## SHORT PROBLEM
Return every row below word for word, leaving out the pictures.

## RECORDS FOR THE EXERCISE
--------

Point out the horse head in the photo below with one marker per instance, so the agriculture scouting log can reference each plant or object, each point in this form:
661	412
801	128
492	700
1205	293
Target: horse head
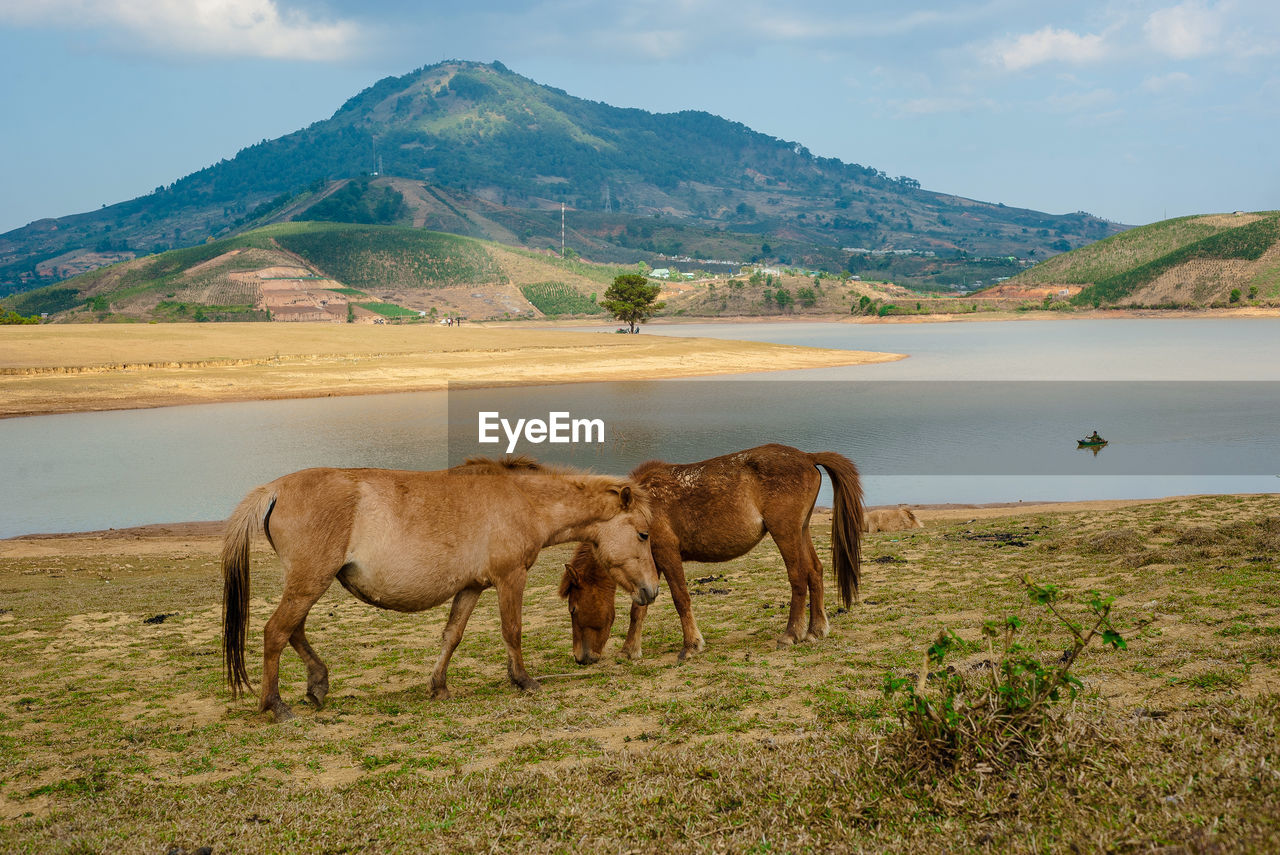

--------

## THE REPLY
Point out the horse head in the photo below with one marker per instance, so the agriculture scouting log can reference each plant or object, each point in this form:
661	412
801	128
492	700
1205	293
Target: horse head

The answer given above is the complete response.